Could you rewrite, in full, the entries starting with the line containing "frame listed here." and going on through the line containing "[(275, 223), (199, 200)]", shifting every x and y coordinate in the answers up by 38 and leaving all other text as it stands?

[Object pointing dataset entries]
----------

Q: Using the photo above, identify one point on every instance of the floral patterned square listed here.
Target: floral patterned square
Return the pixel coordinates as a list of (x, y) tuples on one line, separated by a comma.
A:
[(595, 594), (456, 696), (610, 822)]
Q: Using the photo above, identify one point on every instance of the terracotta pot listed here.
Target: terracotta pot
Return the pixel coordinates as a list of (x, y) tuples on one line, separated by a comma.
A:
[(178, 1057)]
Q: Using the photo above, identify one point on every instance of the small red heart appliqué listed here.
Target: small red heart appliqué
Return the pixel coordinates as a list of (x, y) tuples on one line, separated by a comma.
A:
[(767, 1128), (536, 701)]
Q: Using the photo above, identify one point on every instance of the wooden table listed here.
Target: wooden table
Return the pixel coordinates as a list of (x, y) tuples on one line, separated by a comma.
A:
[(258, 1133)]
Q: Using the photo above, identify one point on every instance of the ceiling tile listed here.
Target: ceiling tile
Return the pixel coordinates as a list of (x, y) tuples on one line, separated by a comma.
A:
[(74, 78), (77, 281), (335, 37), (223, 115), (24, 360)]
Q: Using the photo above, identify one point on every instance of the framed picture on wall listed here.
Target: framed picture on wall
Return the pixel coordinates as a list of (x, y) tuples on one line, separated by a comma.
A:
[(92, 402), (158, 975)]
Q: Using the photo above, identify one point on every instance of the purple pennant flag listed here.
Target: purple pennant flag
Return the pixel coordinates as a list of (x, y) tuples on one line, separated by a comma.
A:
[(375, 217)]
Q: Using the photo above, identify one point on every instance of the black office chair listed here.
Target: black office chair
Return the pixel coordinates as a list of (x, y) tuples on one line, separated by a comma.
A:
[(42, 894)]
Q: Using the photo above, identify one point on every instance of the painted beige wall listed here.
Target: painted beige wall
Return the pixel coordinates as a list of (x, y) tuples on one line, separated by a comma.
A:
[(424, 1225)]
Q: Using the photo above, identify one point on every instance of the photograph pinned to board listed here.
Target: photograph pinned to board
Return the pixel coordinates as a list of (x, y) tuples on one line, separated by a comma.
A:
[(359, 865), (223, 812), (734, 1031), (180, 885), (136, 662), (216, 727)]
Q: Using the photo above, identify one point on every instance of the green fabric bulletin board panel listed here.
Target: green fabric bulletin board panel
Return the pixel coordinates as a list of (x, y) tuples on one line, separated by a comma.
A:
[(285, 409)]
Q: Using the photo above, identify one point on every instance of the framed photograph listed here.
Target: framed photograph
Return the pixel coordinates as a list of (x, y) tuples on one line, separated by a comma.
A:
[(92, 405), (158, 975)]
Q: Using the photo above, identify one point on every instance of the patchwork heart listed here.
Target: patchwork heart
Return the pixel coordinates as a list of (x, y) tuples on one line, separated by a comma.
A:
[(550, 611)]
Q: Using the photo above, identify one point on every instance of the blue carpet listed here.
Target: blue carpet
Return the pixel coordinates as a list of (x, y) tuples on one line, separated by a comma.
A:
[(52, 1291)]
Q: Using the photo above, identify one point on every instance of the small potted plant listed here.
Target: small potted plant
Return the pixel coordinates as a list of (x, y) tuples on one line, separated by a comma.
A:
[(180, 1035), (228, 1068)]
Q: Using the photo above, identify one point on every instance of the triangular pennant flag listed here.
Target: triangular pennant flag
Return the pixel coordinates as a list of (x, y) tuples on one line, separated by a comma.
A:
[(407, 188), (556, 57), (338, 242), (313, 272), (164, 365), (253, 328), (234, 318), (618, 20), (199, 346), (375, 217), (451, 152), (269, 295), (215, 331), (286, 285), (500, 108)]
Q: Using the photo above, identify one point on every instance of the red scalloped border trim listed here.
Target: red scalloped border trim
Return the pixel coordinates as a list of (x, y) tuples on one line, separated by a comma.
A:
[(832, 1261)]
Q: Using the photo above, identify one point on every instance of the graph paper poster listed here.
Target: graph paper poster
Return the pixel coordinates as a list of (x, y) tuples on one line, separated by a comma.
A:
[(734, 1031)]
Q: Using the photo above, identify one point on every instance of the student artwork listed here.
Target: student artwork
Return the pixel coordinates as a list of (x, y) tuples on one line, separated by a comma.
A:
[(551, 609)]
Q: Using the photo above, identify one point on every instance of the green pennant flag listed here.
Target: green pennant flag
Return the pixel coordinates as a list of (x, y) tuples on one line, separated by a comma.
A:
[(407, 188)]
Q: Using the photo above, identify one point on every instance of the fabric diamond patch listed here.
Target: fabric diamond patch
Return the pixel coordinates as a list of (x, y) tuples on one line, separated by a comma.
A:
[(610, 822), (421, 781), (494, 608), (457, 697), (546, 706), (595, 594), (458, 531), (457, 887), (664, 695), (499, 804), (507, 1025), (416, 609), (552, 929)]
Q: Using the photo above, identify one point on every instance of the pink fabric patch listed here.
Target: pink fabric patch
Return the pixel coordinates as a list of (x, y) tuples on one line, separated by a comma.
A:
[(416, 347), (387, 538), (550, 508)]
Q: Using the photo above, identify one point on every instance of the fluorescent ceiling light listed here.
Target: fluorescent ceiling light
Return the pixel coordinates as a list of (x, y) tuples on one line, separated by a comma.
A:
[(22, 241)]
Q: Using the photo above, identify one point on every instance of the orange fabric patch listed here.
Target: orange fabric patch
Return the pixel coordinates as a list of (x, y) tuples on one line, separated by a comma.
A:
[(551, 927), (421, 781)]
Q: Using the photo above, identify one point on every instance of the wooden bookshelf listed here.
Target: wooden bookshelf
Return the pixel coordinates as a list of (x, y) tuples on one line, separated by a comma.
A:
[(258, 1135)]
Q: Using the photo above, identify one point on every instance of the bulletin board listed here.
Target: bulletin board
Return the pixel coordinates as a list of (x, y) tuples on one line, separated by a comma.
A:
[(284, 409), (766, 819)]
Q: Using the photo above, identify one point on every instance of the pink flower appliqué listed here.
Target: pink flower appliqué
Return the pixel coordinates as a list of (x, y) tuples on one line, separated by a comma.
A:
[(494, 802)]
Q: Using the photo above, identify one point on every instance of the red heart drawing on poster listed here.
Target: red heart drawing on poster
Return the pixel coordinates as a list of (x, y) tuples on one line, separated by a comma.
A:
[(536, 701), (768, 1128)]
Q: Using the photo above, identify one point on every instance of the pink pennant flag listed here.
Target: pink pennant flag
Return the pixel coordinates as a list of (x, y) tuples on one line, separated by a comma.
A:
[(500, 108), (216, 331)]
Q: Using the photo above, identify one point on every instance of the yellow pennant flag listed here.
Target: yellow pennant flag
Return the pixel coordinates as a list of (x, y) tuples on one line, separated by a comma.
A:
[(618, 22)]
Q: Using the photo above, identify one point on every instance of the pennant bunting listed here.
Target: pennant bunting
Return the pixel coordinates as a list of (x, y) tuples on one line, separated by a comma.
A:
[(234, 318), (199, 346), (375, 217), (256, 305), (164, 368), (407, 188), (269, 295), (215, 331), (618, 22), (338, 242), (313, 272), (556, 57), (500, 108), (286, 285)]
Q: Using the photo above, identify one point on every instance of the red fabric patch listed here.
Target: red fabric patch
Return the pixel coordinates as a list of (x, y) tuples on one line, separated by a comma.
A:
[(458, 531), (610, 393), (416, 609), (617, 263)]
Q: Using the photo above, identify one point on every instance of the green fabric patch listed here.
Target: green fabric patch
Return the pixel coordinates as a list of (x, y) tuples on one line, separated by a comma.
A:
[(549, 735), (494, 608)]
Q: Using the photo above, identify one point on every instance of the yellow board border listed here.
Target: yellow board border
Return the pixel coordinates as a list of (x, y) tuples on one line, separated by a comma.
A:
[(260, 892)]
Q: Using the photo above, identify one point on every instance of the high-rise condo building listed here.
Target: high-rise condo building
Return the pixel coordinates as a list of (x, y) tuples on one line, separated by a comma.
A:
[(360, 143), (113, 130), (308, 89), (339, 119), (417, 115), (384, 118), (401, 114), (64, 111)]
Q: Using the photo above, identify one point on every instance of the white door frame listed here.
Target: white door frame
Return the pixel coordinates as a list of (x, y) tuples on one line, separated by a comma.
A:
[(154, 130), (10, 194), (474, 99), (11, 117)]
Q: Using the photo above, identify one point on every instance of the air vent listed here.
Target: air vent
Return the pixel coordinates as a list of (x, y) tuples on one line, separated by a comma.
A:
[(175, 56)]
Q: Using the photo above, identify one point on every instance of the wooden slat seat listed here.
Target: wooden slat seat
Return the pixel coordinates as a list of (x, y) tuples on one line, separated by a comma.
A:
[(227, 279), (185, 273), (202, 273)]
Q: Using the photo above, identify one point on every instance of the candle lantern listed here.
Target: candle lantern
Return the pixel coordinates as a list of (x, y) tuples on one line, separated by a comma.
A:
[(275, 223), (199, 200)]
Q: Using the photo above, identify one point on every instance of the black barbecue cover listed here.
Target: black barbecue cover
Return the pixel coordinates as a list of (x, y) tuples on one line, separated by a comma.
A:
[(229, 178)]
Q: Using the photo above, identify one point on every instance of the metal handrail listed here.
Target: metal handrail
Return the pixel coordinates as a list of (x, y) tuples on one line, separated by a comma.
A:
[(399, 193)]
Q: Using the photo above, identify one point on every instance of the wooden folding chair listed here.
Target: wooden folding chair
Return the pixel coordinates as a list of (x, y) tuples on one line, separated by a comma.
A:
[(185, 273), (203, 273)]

----------

• _Problem solution_:
Q: Using the photo above, identify one point on every instance of the white door frame listed here.
Target: white door frame
Return the pixel coordinates as a list of (x, y) tuples on one line, separated by a comma.
A:
[(192, 168), (48, 232), (512, 137), (49, 155)]
Q: Using the photo above, identify one point on every instance of the air vent listed here.
Target: air vent
Return the pixel coordinates as a list of (x, y) tuples on one line, separated by a comma.
A:
[(213, 94)]
Q: Using the photo above, identify one point on every instance of the wooden slat seat listed here.
Target: wooden slat seat
Return the pixel coordinates as a list of (x, y) tuples on one line, separated by a comma.
A:
[(265, 317), (223, 311), (240, 311)]
Q: Using the photo above, identify one point on every instance of the candle lantern listed here.
Target: candle lantern
Return the pixel coordinates as a list of (x, y) tuples on one line, separated by a comma.
A:
[(313, 261), (237, 238)]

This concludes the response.